---------- MATERIAL PROVIDED ----------
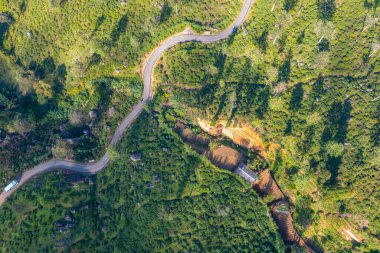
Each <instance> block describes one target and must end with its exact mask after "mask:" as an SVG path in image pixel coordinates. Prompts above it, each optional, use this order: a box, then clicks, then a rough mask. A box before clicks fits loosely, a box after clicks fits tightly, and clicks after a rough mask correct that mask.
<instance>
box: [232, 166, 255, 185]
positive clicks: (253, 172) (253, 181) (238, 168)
mask: <svg viewBox="0 0 380 253" xmlns="http://www.w3.org/2000/svg"><path fill="white" fill-rule="evenodd" d="M235 173H236V174H238V175H239V176H241V177H242V178H244V179H245V180H246V181H248V182H249V183H251V184H252V183H253V182H254V181H255V180H256V178H257V176H258V174H257V173H256V172H254V171H252V170H250V169H249V168H248V167H247V165H245V164H244V163H241V164H239V167H238V168H237V169H236V170H235Z"/></svg>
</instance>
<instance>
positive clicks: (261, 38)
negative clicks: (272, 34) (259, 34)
mask: <svg viewBox="0 0 380 253" xmlns="http://www.w3.org/2000/svg"><path fill="white" fill-rule="evenodd" d="M267 37H268V30H267V29H265V30H264V31H263V32H262V33H261V35H260V36H259V37H257V38H256V44H257V45H258V47H259V48H260V51H261V52H262V53H265V52H266V51H267V48H268V40H267Z"/></svg>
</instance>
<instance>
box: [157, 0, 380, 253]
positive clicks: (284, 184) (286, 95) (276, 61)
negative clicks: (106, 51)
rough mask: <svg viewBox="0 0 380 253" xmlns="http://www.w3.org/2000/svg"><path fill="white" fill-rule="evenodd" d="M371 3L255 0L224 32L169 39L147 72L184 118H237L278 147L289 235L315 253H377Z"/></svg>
mask: <svg viewBox="0 0 380 253" xmlns="http://www.w3.org/2000/svg"><path fill="white" fill-rule="evenodd" d="M377 5H378V3H377V2H376V1H373V2H369V1H367V2H357V1H330V0H329V1H325V0H323V1H322V0H321V1H319V0H318V1H284V2H283V3H281V2H280V1H257V2H256V4H255V6H254V8H253V13H254V14H253V15H252V16H251V18H250V19H249V21H248V22H246V24H245V25H244V26H243V27H242V28H241V29H239V32H238V33H237V34H236V35H235V36H234V37H233V38H232V39H230V40H228V41H226V42H223V43H219V44H217V45H200V44H196V43H194V44H188V45H181V46H178V47H176V48H175V49H173V50H171V51H170V52H168V53H167V54H166V56H165V57H164V58H163V59H162V61H161V63H160V65H159V68H158V71H157V74H156V80H157V84H158V85H160V86H163V87H166V88H164V91H165V92H166V93H167V94H166V98H167V103H169V104H171V105H172V106H175V107H176V108H179V109H181V110H183V114H184V115H188V116H189V117H191V118H192V119H193V121H194V122H197V118H201V119H205V120H212V121H213V122H217V120H227V121H228V122H229V124H232V125H234V124H247V123H248V124H250V125H251V126H252V127H254V128H255V129H256V130H257V132H258V133H260V135H261V136H262V138H263V139H264V140H265V141H266V142H267V143H278V144H281V146H282V147H283V148H284V150H285V151H286V153H282V154H279V155H278V157H277V159H276V160H275V162H273V163H271V165H270V167H271V170H272V172H273V173H274V175H275V177H276V179H277V180H278V182H279V184H280V186H281V187H282V188H283V190H284V192H285V193H286V195H287V196H288V198H289V199H290V200H292V205H293V207H292V210H293V214H294V218H295V223H296V224H295V225H296V226H297V228H298V230H299V231H301V233H302V234H303V235H304V237H306V238H309V239H311V240H312V241H313V242H314V243H315V244H316V247H317V248H319V249H321V250H322V249H323V250H325V251H327V252H337V251H338V250H348V251H349V250H351V249H355V250H357V251H363V252H366V251H369V250H375V249H379V248H380V242H379V240H378V231H380V220H379V219H380V216H379V213H378V211H377V209H378V206H379V205H380V202H379V199H380V196H379V191H378V190H379V186H378V182H379V180H380V178H379V157H380V156H379V154H380V147H379V136H380V132H379V126H380V121H379V119H380V117H379V108H380V99H379V96H380V87H379V72H380V64H379V63H380V62H379V61H380V58H379V54H380V51H378V50H379V49H378V47H377V46H376V45H377V44H378V41H379V35H380V30H379V26H378V24H377V22H378V18H379V14H380V12H379V8H378V6H377ZM347 229H348V230H349V231H353V232H354V233H357V234H358V235H360V236H362V237H363V238H365V239H364V240H365V242H364V243H357V244H354V245H352V243H351V241H350V240H347V239H345V235H344V233H345V231H346V230H347ZM358 240H359V239H358ZM337 242H339V244H337Z"/></svg>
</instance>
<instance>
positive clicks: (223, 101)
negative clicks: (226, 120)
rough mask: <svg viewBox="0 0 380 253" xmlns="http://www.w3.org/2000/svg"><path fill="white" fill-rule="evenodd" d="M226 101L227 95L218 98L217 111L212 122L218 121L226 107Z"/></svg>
mask: <svg viewBox="0 0 380 253" xmlns="http://www.w3.org/2000/svg"><path fill="white" fill-rule="evenodd" d="M226 100H227V94H226V93H223V95H222V96H221V97H220V102H219V106H218V110H217V111H216V113H215V115H214V117H213V120H214V121H216V120H218V119H219V117H220V115H221V114H222V111H223V109H224V107H225V106H226Z"/></svg>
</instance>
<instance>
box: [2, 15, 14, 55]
mask: <svg viewBox="0 0 380 253" xmlns="http://www.w3.org/2000/svg"><path fill="white" fill-rule="evenodd" d="M0 15H1V16H2V17H3V18H4V22H2V23H0V48H3V47H4V40H5V36H6V34H7V32H8V30H9V28H10V26H11V25H12V24H13V22H14V21H15V20H14V18H13V16H12V14H11V13H10V12H2V13H0Z"/></svg>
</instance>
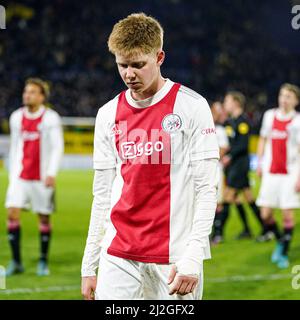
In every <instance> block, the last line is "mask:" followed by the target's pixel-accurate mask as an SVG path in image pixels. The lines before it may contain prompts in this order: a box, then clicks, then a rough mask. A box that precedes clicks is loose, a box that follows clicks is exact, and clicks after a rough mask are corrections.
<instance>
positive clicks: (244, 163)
mask: <svg viewBox="0 0 300 320" xmlns="http://www.w3.org/2000/svg"><path fill="white" fill-rule="evenodd" d="M245 102H246V99H245V96H244V95H243V94H242V93H240V92H238V91H231V92H228V93H227V94H226V96H225V99H224V108H225V111H226V112H227V113H228V115H229V116H230V118H229V119H228V120H227V122H226V124H225V129H226V133H227V136H228V138H229V145H230V149H229V151H228V153H227V154H226V155H225V156H223V158H222V164H223V166H224V168H225V175H226V187H225V191H224V204H223V211H222V213H221V221H222V223H221V225H220V226H219V227H218V228H217V230H216V232H217V234H219V235H221V236H222V234H223V230H224V226H225V223H226V221H227V218H228V215H229V206H230V204H235V205H236V207H237V211H238V213H239V215H240V218H241V221H242V223H243V227H244V230H243V231H242V232H241V233H240V234H239V235H238V236H237V239H243V238H250V237H251V232H250V228H249V225H248V221H247V216H246V212H245V209H244V207H243V205H242V204H241V203H240V201H239V200H238V195H239V194H240V193H242V194H243V195H244V198H245V200H246V202H247V203H248V204H249V206H250V207H251V209H252V211H253V212H254V214H255V216H256V218H257V220H258V221H259V223H260V224H261V226H262V229H263V230H262V234H263V235H265V233H266V230H265V228H264V224H263V221H262V219H261V217H260V211H259V209H258V207H257V206H256V204H255V202H254V197H253V195H252V191H251V188H250V184H249V178H248V172H249V153H248V144H249V133H250V125H249V121H248V119H247V117H246V115H245V114H244V106H245Z"/></svg>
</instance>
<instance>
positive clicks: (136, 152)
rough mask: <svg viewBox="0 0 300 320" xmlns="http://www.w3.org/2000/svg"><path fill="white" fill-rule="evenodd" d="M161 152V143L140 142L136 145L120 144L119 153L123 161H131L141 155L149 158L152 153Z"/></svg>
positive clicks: (141, 155) (160, 142) (161, 144)
mask: <svg viewBox="0 0 300 320" xmlns="http://www.w3.org/2000/svg"><path fill="white" fill-rule="evenodd" d="M163 150H164V144H163V142H162V141H156V142H152V141H148V142H146V143H143V142H140V143H138V144H136V143H135V142H133V141H128V142H123V143H122V144H121V152H122V157H123V158H124V159H133V158H136V157H140V156H142V155H146V156H150V155H152V154H153V152H154V151H156V152H162V151H163Z"/></svg>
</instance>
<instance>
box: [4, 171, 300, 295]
mask: <svg viewBox="0 0 300 320" xmlns="http://www.w3.org/2000/svg"><path fill="white" fill-rule="evenodd" d="M92 179H93V173H92V172H84V171H65V172H61V173H60V175H59V176H58V180H57V209H58V212H57V213H56V214H54V215H53V220H52V222H53V238H52V246H51V251H50V270H51V275H50V276H49V277H44V278H39V277H37V276H36V275H35V271H36V264H37V259H38V251H39V241H38V228H37V217H36V216H34V215H33V214H31V213H26V212H24V213H23V215H22V255H23V262H24V266H25V268H26V272H25V273H24V274H22V275H16V276H14V277H11V278H8V279H7V280H6V288H7V289H6V290H1V289H0V300H2V299H81V295H80V265H81V258H82V254H83V250H84V246H85V240H86V235H87V230H88V223H89V215H90V207H91V201H92V196H91V190H92ZM253 181H254V189H255V190H256V189H257V184H256V185H255V182H256V181H255V180H253ZM0 183H1V184H0V185H1V189H0V201H1V207H2V209H1V211H0V265H3V266H6V265H7V263H8V262H9V260H10V251H9V247H8V244H7V239H6V213H5V209H4V205H3V204H4V197H5V190H6V186H7V173H6V172H5V171H4V170H1V171H0ZM248 216H249V220H250V224H251V227H252V229H253V231H254V233H255V234H257V233H258V231H259V227H258V224H257V223H256V221H255V219H254V218H253V216H252V215H251V213H250V212H249V215H248ZM296 218H297V228H296V232H295V236H294V240H293V243H292V246H291V252H290V260H291V267H290V268H289V269H287V270H283V271H282V270H279V269H278V268H277V267H276V266H274V265H272V264H271V263H270V254H271V251H272V249H273V247H274V242H273V241H272V242H269V243H262V244H260V243H255V242H254V240H241V241H236V240H234V237H235V236H236V234H238V233H239V232H240V229H241V224H240V222H239V219H238V217H237V215H236V213H235V212H234V211H232V212H231V217H230V219H229V220H228V225H227V229H226V243H224V244H221V245H219V246H218V247H215V248H212V256H213V259H212V260H209V261H206V262H205V280H204V299H299V298H300V289H298V290H296V289H293V288H292V277H293V274H292V271H291V270H292V267H293V266H294V265H297V264H298V265H300V244H299V243H300V230H299V222H300V218H299V217H298V215H297V217H296ZM277 220H280V215H279V213H277ZM280 223H281V220H280ZM298 282H300V281H298Z"/></svg>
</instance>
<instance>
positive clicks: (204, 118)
mask: <svg viewBox="0 0 300 320" xmlns="http://www.w3.org/2000/svg"><path fill="white" fill-rule="evenodd" d="M197 102H198V103H199V106H197V109H196V110H197V111H196V112H195V114H194V117H193V119H192V128H191V141H190V160H191V161H196V160H204V159H213V158H215V159H219V146H218V141H217V134H216V128H215V124H214V121H213V117H212V114H211V111H210V108H209V105H208V103H207V101H206V100H205V99H204V98H201V99H199V100H197Z"/></svg>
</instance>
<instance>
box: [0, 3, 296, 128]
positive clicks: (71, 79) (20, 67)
mask: <svg viewBox="0 0 300 320" xmlns="http://www.w3.org/2000/svg"><path fill="white" fill-rule="evenodd" d="M266 8H268V7H266V3H264V5H263V4H262V2H261V1H253V0H252V1H251V0H245V1H238V0H232V1H222V2H220V1H218V2H217V1H196V0H190V1H183V0H153V1H138V2H137V1H129V0H123V1H114V2H112V1H109V0H101V1H86V2H81V1H73V2H71V1H63V0H45V1H32V0H31V1H30V0H27V1H26V0H24V1H19V2H18V1H14V2H11V3H8V4H7V5H6V11H7V29H6V30H1V31H0V119H7V118H8V117H9V115H10V114H11V112H12V111H13V110H14V109H16V108H17V107H19V106H20V104H21V103H22V102H21V93H22V89H23V83H24V80H25V79H26V78H27V77H31V76H38V77H42V78H43V79H45V80H47V81H49V82H50V84H51V87H52V94H51V99H50V103H51V104H52V105H53V106H54V108H55V109H56V110H57V111H58V112H59V113H60V114H61V115H63V116H95V115H96V112H97V110H98V108H99V107H100V106H101V105H102V104H104V103H105V102H106V101H107V100H108V99H110V98H112V97H113V96H114V95H116V94H117V93H118V92H119V91H120V90H122V89H124V85H123V84H122V82H121V80H120V79H119V76H118V73H117V69H116V66H115V63H114V58H113V56H112V55H111V54H110V53H109V52H108V50H107V44H106V42H107V38H108V35H109V33H110V31H111V28H112V26H113V24H114V23H115V22H116V21H118V20H119V19H120V18H123V17H124V16H126V15H127V14H129V13H132V12H140V11H144V12H145V13H147V14H151V15H153V16H154V17H157V18H158V20H159V21H160V22H161V23H162V25H163V27H164V29H165V45H164V48H165V51H166V54H167V56H166V61H165V63H164V66H163V75H164V76H166V77H169V78H171V79H172V80H174V81H178V82H182V83H183V84H185V85H187V86H189V87H190V88H192V89H194V90H196V91H198V92H199V93H201V94H202V95H203V96H205V97H206V98H208V99H209V100H211V101H212V100H216V99H220V98H222V96H223V95H224V94H225V92H226V91H227V90H230V89H236V90H241V91H242V92H243V93H244V94H245V95H246V96H247V97H248V105H247V112H248V114H249V115H250V117H251V118H252V119H253V120H254V122H257V123H258V122H259V119H260V118H261V114H262V112H263V110H264V109H265V108H267V107H269V106H270V104H271V103H276V94H277V91H278V88H279V86H280V85H281V84H282V82H286V81H289V82H293V83H296V84H299V82H300V76H299V71H298V70H300V57H299V54H298V55H297V54H295V53H294V54H291V53H290V52H289V51H288V50H286V49H285V48H282V47H281V46H280V45H278V44H277V43H276V41H274V40H272V39H271V38H270V37H269V36H268V35H267V34H266V33H265V32H264V30H263V27H262V25H261V23H260V22H261V20H260V19H262V15H263V14H265V11H266V10H267V9H266ZM0 130H1V129H0ZM2 131H5V127H3V126H2Z"/></svg>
----------
Extract every line of the entries above that contains the string "negative". Treat the match as case-sensitive.

## [SOLVED PROBLEM]
negative clicks: (272, 34) (259, 34)
negative clicks: (106, 51)
negative clicks: (226, 120)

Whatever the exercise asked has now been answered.